Supplied information:
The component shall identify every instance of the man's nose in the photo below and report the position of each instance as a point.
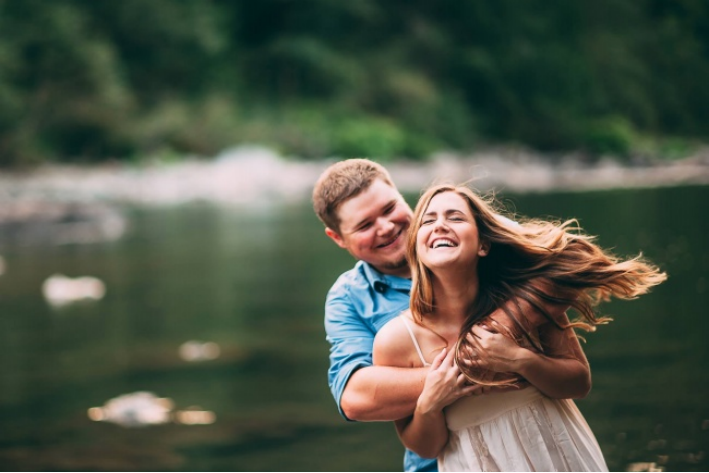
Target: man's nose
(386, 226)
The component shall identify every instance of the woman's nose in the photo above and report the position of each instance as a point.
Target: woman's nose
(440, 226)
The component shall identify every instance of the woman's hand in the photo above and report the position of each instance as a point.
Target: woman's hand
(444, 384)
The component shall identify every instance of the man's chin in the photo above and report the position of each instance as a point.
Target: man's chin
(395, 265)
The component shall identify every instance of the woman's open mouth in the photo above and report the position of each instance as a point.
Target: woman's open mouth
(391, 242)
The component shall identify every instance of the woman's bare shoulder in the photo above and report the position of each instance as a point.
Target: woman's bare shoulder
(392, 344)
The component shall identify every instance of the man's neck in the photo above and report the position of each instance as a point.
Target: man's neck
(404, 272)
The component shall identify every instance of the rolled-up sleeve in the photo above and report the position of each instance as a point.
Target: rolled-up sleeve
(351, 342)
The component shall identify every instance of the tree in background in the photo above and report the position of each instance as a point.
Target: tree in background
(92, 81)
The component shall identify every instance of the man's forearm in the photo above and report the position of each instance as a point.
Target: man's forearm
(382, 393)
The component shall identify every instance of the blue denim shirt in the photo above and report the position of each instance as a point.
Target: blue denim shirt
(358, 305)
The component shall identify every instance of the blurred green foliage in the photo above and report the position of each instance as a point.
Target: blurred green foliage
(92, 81)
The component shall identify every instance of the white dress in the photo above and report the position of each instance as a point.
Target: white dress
(517, 431)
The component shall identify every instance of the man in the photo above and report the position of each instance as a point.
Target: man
(365, 214)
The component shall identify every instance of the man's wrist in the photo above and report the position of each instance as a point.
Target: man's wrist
(524, 359)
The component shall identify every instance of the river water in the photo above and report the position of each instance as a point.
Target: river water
(220, 310)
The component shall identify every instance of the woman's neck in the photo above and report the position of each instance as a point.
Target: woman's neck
(455, 293)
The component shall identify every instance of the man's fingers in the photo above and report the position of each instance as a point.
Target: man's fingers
(480, 332)
(473, 390)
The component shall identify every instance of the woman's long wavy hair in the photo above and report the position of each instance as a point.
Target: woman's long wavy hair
(576, 273)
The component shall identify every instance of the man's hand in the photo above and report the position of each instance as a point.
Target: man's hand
(445, 384)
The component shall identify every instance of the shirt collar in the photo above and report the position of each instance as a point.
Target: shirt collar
(381, 281)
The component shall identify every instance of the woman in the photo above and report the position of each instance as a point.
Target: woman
(472, 273)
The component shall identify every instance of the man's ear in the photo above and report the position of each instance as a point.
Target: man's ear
(334, 236)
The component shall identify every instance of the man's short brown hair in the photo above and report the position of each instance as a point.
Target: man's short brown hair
(343, 181)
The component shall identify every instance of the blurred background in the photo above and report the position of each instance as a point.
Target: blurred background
(163, 276)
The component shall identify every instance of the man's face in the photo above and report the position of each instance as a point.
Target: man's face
(374, 228)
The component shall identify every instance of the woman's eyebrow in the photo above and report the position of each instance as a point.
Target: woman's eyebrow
(447, 212)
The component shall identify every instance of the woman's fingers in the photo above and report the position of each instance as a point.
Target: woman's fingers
(480, 332)
(449, 360)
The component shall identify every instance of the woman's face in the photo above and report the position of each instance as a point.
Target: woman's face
(448, 235)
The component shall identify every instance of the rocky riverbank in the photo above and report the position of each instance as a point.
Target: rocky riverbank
(80, 204)
(249, 175)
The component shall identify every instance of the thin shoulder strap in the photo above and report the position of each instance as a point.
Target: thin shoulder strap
(413, 339)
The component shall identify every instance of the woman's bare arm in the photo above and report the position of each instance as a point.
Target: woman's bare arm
(561, 372)
(382, 393)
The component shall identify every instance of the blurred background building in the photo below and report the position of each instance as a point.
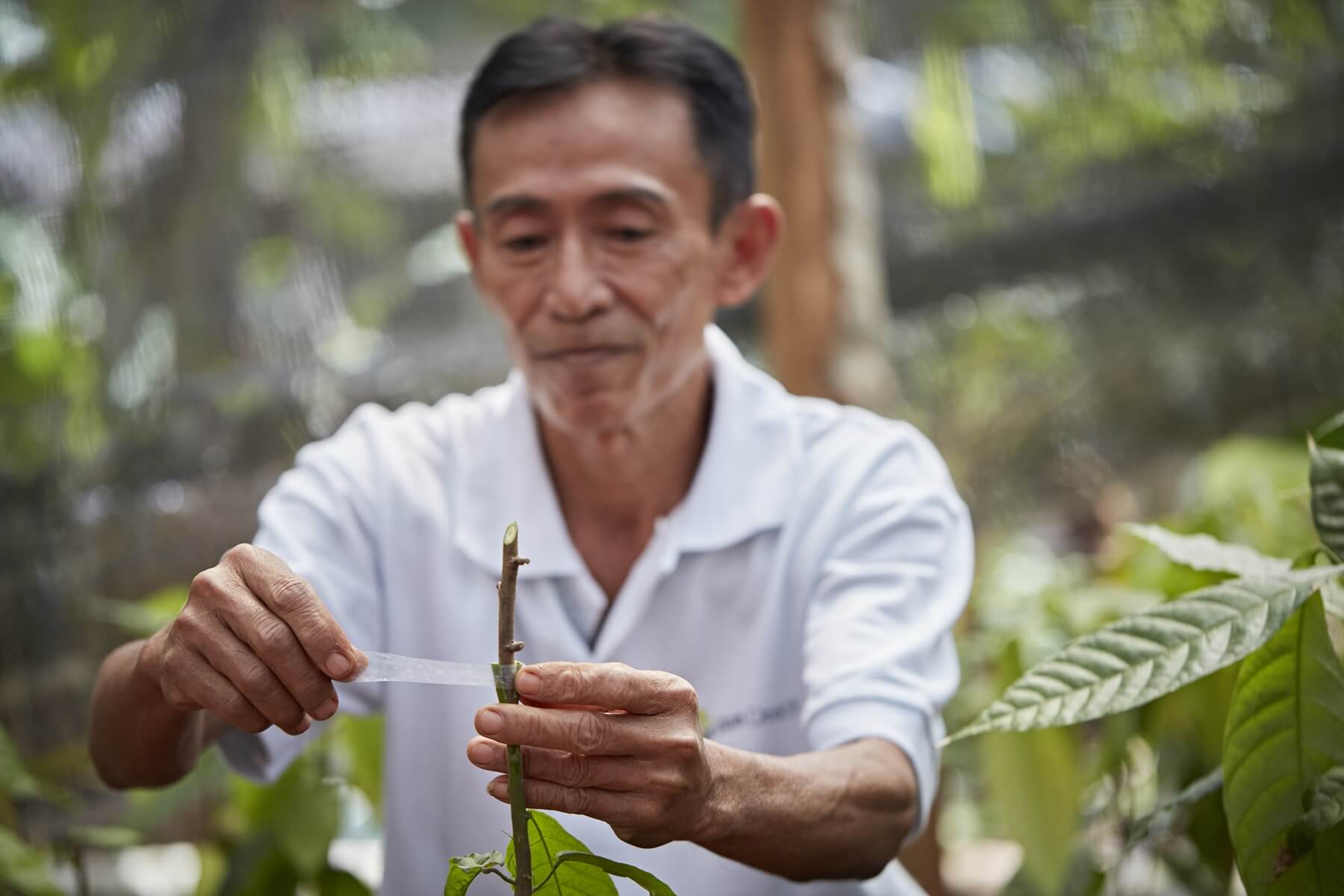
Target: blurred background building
(1075, 240)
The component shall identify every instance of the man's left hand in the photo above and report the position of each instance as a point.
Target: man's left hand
(605, 741)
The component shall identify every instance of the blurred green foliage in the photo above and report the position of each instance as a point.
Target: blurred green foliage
(1105, 778)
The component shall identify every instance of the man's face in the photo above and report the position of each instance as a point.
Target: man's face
(591, 238)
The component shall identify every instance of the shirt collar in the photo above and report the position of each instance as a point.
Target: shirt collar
(739, 488)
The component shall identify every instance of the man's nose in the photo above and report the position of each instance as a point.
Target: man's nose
(578, 290)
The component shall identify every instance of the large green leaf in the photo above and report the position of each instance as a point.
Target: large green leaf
(1328, 496)
(1018, 768)
(549, 839)
(23, 868)
(464, 869)
(1209, 554)
(15, 780)
(1285, 729)
(644, 879)
(1144, 656)
(300, 813)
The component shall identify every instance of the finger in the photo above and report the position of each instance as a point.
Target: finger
(191, 682)
(612, 808)
(290, 598)
(612, 685)
(571, 770)
(255, 680)
(569, 729)
(267, 635)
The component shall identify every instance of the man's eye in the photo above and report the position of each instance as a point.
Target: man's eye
(524, 243)
(628, 234)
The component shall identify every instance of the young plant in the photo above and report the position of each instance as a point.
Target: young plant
(1283, 763)
(539, 848)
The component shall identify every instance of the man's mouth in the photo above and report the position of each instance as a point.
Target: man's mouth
(584, 355)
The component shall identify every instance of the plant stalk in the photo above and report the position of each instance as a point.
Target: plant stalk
(508, 665)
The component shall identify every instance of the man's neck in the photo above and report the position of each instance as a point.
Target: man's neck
(612, 487)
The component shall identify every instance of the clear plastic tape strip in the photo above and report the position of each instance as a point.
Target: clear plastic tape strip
(390, 667)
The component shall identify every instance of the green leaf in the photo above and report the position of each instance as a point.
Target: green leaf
(644, 879)
(104, 836)
(332, 882)
(1144, 656)
(1021, 768)
(1209, 554)
(1328, 496)
(300, 813)
(549, 839)
(358, 742)
(1323, 808)
(23, 868)
(464, 869)
(15, 780)
(1285, 729)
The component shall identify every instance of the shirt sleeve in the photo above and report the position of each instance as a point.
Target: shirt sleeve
(320, 519)
(880, 659)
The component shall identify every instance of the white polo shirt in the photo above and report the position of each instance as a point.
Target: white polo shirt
(806, 588)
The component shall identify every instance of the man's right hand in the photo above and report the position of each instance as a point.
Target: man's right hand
(253, 645)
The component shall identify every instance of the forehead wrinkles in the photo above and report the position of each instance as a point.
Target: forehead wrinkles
(530, 143)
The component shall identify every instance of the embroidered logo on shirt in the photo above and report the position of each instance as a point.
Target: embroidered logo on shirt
(754, 716)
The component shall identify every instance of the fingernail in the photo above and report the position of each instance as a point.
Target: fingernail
(480, 754)
(490, 722)
(529, 682)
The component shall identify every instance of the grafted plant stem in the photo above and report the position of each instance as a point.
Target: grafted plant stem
(508, 648)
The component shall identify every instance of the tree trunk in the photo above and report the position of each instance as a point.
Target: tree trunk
(826, 307)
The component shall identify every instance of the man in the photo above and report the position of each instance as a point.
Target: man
(791, 566)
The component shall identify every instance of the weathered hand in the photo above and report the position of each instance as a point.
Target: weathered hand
(605, 741)
(253, 645)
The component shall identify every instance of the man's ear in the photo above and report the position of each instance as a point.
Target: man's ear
(749, 238)
(468, 237)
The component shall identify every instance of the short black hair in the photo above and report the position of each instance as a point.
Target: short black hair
(557, 54)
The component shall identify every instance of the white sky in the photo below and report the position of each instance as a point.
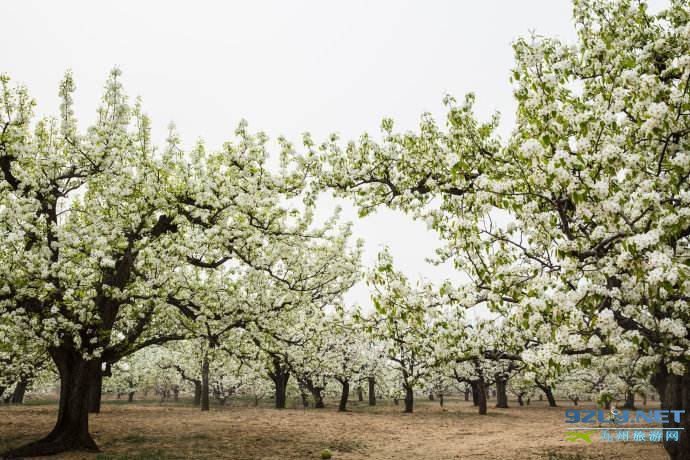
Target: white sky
(285, 66)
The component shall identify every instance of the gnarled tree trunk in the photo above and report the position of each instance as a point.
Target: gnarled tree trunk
(674, 393)
(549, 396)
(479, 395)
(205, 404)
(409, 400)
(316, 393)
(501, 392)
(280, 377)
(344, 395)
(372, 390)
(71, 431)
(95, 390)
(20, 391)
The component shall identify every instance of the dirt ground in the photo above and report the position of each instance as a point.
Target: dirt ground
(151, 430)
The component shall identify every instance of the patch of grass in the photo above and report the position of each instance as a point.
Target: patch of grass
(342, 445)
(197, 436)
(152, 454)
(553, 455)
(134, 439)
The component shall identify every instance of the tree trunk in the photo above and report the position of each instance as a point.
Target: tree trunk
(372, 390)
(481, 395)
(280, 377)
(342, 407)
(629, 400)
(19, 391)
(204, 384)
(674, 393)
(305, 399)
(318, 398)
(71, 431)
(409, 400)
(475, 393)
(197, 392)
(95, 390)
(501, 392)
(549, 396)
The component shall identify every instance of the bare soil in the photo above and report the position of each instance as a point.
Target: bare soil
(153, 430)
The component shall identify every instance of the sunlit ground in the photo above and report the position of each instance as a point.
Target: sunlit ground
(151, 430)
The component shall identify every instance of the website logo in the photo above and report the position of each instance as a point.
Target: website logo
(623, 425)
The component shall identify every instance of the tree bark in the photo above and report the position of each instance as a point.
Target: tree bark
(205, 405)
(475, 393)
(674, 393)
(318, 397)
(409, 400)
(305, 399)
(549, 396)
(71, 431)
(501, 392)
(197, 392)
(280, 376)
(344, 395)
(19, 391)
(95, 390)
(482, 396)
(372, 390)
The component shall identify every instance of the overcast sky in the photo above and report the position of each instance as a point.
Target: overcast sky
(285, 66)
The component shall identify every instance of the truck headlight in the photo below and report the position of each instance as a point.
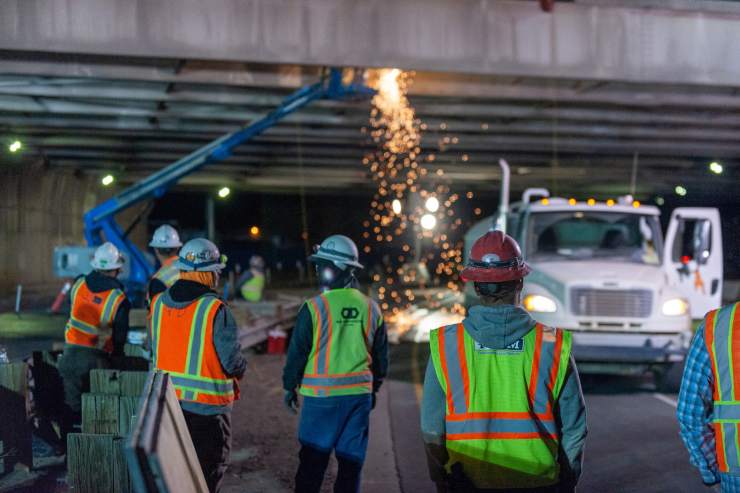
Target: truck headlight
(539, 303)
(675, 307)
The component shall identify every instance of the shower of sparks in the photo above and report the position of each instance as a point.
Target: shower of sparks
(411, 185)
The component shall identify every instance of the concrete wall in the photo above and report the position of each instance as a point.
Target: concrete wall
(41, 208)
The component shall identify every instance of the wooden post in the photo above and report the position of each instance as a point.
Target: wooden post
(15, 431)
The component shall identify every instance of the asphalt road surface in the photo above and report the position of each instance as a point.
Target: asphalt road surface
(632, 446)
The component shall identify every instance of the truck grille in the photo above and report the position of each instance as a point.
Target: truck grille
(611, 302)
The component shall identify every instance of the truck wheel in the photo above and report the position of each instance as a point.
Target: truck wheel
(668, 378)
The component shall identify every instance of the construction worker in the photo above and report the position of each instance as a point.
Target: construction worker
(166, 242)
(194, 339)
(502, 407)
(338, 357)
(96, 330)
(709, 403)
(252, 283)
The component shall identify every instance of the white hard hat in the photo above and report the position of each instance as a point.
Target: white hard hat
(107, 257)
(339, 250)
(165, 236)
(200, 254)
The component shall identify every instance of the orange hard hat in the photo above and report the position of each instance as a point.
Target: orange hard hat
(495, 257)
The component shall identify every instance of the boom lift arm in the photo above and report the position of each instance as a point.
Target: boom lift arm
(100, 220)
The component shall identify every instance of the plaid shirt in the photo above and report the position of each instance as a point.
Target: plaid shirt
(695, 404)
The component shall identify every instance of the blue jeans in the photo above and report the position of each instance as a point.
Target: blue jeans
(338, 423)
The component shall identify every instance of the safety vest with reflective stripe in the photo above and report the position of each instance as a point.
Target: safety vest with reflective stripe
(91, 318)
(722, 338)
(345, 323)
(499, 421)
(182, 345)
(252, 289)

Work instructions: Copy out only the lines above from the one with "Target: truck grille" to the one with "The component shall identify every instance of the construction", inclusive, exactly as they stand.

Finished exercise:
Target: truck grille
(611, 302)
The component shall identify every instance of the truck wheel in the photo above and report the position of each instance as a point.
Target: truck wheel
(668, 378)
The component shall identify every instance of the construction worker in the photo above and report the position of each instance as a point.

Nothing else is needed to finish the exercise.